Summary of major changes in 2024

  • The National Council, the first chamber of the Swiss parliament, debated the future FDI Act in its session on September 17, 2024.
  • Among the issues under debate was extension of scope. Contrary to the Federal Council's proposal, the future FDI Act should apply not only to state-controlled investors but to all foreign investors.
  • In addition to public order and security, the supply of essential goods and services was included as a protected interest.
  • The National Council granted the Federal Council more discretion to subject additional companies to the approval requirement if needed.
  • The decisions of the National Council go significantly beyond the Federal Council's original proposal, which envisaged a rather restrained FDI regime by international standards.
  • The deliberation regarding the future FDI Act in the Council of States, the second chamber of the Swiss Parliament, is scheduled for the spring session of 2025.
  • It is important to note that this legislation is still in the process of being debated and has not yet been finalized. The final version of the future FDI Act is expected to come into force in 2026 at the earliest.

Who files?

While there is currently no general FDI regime in Switzerland, under the sector-specific regulations no specific types of foreign investors are covered. In particular, there is currently no specific legislation covering state-owned entities and sovereign wealth funds.

In certain business sectors, government licensing conditions include specific requirements regarding foreign investors, while the licensing conditions in other business sectors do not specifically differentiate between foreign and domestic applicants and investors.

In the case of banks and securities dealers, "foreigners" are covered. With respect to real estate in particular, foreign individuals or companies, and Swiss nationals buying real estate as a proxy of foreigners, are covered by the legislation.

» **Exercise objective**
Continue the text on Swiss foreign investment rules from the point where it stops. The entries that come next have no connection to the Swiss FDI text.

» **The data**
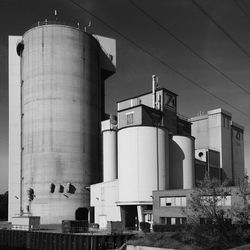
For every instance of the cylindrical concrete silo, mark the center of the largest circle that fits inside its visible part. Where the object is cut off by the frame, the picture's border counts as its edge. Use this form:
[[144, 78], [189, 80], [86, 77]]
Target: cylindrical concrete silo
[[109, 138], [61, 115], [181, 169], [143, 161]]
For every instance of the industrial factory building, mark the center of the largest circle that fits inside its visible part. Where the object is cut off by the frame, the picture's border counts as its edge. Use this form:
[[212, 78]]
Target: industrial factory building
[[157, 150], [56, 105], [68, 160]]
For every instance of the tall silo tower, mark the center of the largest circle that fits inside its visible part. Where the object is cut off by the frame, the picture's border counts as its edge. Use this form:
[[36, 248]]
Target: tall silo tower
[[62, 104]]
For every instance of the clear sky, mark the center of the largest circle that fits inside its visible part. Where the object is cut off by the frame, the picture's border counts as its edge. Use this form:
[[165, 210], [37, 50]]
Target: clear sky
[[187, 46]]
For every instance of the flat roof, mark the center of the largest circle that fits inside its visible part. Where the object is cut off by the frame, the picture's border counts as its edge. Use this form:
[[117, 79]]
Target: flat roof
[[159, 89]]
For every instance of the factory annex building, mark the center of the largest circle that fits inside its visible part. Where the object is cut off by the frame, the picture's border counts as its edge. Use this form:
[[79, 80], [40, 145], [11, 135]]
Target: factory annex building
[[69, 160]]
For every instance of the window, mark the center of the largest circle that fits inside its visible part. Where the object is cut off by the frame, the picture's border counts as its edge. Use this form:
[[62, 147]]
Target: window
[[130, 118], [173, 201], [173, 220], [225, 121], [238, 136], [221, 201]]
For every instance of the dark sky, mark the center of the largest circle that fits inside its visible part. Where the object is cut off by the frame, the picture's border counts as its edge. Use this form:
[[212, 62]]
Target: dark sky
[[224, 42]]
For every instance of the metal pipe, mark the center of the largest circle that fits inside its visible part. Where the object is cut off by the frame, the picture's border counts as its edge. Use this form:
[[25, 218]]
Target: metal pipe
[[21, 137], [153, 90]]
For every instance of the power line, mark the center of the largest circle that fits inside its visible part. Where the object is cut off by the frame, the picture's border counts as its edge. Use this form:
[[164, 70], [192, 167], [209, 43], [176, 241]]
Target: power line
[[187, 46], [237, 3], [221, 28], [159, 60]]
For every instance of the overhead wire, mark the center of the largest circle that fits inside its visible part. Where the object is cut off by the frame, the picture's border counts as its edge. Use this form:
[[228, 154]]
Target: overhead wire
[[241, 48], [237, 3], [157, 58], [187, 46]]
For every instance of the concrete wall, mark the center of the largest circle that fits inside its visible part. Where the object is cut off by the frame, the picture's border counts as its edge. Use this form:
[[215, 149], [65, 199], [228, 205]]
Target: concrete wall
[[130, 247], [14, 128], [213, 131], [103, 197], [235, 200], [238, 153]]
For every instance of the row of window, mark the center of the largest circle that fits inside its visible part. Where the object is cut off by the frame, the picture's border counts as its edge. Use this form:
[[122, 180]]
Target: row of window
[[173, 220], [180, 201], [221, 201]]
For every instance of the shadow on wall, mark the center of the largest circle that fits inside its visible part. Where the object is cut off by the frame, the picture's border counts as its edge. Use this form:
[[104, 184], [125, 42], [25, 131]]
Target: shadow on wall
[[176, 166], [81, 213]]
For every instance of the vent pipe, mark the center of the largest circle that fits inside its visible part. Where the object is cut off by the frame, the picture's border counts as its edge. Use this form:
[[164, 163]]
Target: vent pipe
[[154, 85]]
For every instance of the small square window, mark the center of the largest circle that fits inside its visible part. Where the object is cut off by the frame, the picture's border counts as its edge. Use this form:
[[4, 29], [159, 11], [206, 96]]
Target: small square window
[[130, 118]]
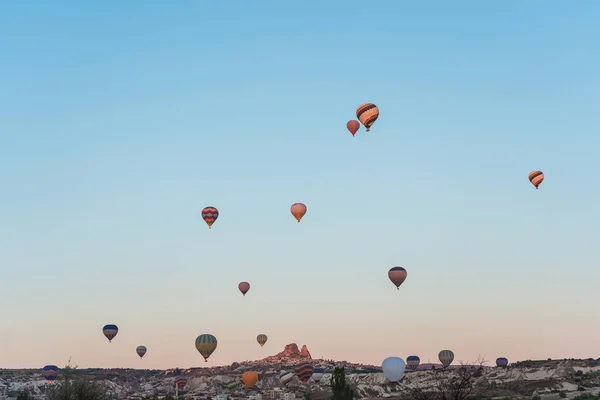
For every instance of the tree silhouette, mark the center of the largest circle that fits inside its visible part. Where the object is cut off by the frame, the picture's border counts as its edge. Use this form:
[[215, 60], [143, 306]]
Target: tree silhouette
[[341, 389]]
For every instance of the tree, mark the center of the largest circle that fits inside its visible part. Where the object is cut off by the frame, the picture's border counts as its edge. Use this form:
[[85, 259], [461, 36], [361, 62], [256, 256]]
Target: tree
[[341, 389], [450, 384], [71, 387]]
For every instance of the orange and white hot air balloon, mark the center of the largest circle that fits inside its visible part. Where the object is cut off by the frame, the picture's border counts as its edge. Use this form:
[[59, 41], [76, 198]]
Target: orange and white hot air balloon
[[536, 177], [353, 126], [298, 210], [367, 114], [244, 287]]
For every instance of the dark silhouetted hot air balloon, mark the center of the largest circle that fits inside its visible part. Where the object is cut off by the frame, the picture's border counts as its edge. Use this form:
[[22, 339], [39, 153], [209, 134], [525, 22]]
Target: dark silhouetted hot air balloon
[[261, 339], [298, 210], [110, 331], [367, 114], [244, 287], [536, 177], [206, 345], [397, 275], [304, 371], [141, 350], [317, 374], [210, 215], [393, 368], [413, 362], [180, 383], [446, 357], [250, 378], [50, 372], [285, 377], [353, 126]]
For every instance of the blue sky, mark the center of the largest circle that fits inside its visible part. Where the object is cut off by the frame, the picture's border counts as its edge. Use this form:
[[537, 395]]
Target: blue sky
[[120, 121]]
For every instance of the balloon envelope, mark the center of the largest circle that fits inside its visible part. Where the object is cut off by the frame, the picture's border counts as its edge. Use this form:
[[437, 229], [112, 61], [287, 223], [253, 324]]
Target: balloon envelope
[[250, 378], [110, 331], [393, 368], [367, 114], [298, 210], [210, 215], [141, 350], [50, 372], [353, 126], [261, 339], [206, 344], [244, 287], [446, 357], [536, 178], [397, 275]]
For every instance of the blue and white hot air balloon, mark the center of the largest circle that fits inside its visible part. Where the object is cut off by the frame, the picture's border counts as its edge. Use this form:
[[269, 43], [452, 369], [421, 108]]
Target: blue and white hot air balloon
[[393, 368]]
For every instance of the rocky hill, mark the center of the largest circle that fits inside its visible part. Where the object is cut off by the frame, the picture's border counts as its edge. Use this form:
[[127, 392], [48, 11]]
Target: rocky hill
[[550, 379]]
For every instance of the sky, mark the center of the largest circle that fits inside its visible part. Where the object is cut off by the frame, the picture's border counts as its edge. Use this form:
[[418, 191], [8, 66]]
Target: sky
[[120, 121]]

* * *

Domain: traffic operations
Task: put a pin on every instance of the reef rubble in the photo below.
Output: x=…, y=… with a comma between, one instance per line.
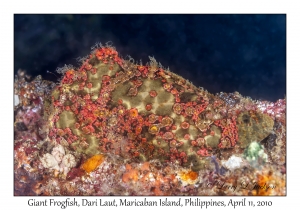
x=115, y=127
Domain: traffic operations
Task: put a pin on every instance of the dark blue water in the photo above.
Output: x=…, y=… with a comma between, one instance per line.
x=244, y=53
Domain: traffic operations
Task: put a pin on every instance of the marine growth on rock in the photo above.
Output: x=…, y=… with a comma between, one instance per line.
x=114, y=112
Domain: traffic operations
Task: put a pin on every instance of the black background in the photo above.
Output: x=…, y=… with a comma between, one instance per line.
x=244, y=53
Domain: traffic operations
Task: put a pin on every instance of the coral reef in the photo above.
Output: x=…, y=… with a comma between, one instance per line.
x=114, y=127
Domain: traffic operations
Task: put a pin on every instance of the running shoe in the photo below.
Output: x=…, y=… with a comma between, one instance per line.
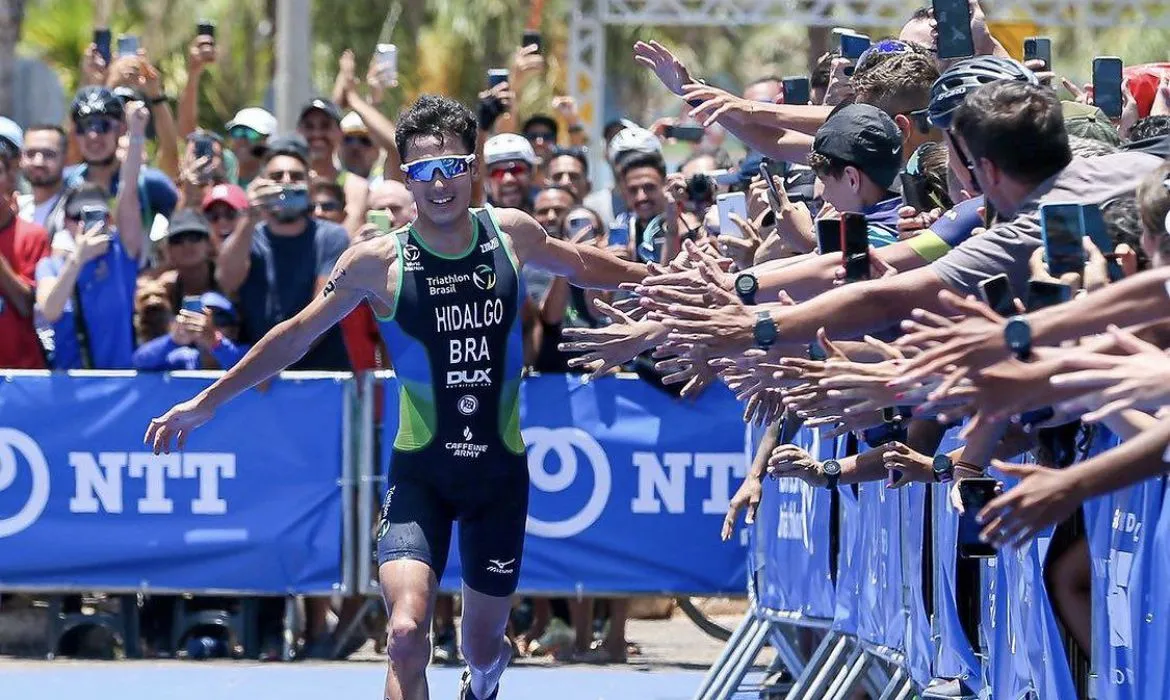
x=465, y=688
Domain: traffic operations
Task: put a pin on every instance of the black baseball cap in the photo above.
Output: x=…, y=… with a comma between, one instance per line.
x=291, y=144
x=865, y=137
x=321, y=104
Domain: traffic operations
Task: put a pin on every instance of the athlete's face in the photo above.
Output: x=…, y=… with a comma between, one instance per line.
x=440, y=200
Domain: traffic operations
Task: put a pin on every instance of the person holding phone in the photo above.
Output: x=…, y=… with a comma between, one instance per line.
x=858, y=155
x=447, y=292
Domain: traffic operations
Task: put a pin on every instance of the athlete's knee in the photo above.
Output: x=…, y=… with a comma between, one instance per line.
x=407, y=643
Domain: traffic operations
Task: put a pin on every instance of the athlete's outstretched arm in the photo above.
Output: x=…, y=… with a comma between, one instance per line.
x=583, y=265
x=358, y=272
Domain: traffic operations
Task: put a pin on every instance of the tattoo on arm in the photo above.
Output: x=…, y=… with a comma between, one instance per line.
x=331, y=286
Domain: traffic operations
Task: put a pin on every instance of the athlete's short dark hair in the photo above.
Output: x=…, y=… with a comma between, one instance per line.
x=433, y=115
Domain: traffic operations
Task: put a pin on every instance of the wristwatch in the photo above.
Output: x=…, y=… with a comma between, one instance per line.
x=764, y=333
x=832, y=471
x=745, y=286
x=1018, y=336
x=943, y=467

» **Result for this exercise**
Types of deals reviewed

While there is currently no general FDI regime in Switzerland, sector-specific regulations relevant to foreign investors apply in numerous sectors and industries.

Business sectors with specific licensing requirements for foreign investors include: banks and securities dealers; real estate; radio and television; telecommunications; nuclear energy; and aviation.

Business sectors subject to licensing without explicit licensing requirements for foreign investors include: financial industry and insurance (other than banks and securities dealers); casinos and gambling; defense; postal services; commercial shipping vessels; power and gas installations; and railways.

In addition, a number of companies that provide key critical infrastructure are owned or controlled by federal, cantonal or local agencies. The agencies may exercise a de facto foreign and domestic investment control with respect to these companies.

Scope of the review

As there is currently no general FDI regime in Switzerland, the scope of application of the FDI regime currently depends on the specific industry or sector, and the respective laws and regulations of that sector have to be considered.

The Federal Council presented a draft of the future FDI Act in December 2023. According to this draft, investment screening will focus on state-controlled investors and domestic companies operating in particularly critical sectors. The Swiss parliament is currently debating whether the Act should apply not only to state-controlled investors but to all foreign investors.

According to the draft FDI Act, the domestic companies operating in particularly critical sectors are divided into two categories with different thresholds.

Sectors traditionally deemed relevant for national security include the manufacture of armaments or dual-use goods, the operation of energy infrastructure or water supply, as well as security-related IT services. Acquisitions of such domestic companies with more than a certain number of full-time employees worldwide or a worldwide annual turnover exceeding a relatively low threshold would need to be approved.

Sectors in which risks to public order or security cannot be completely ruled out include: university hospitals; companies involved in the research, development, production and distribution of medicines, medical products or vaccines; as well as centralized transport, distribution, telecommunications or financial market infrastructures. Acquisitions of these domestic companies with a turnover exceeding a higher threshold would need to be approved.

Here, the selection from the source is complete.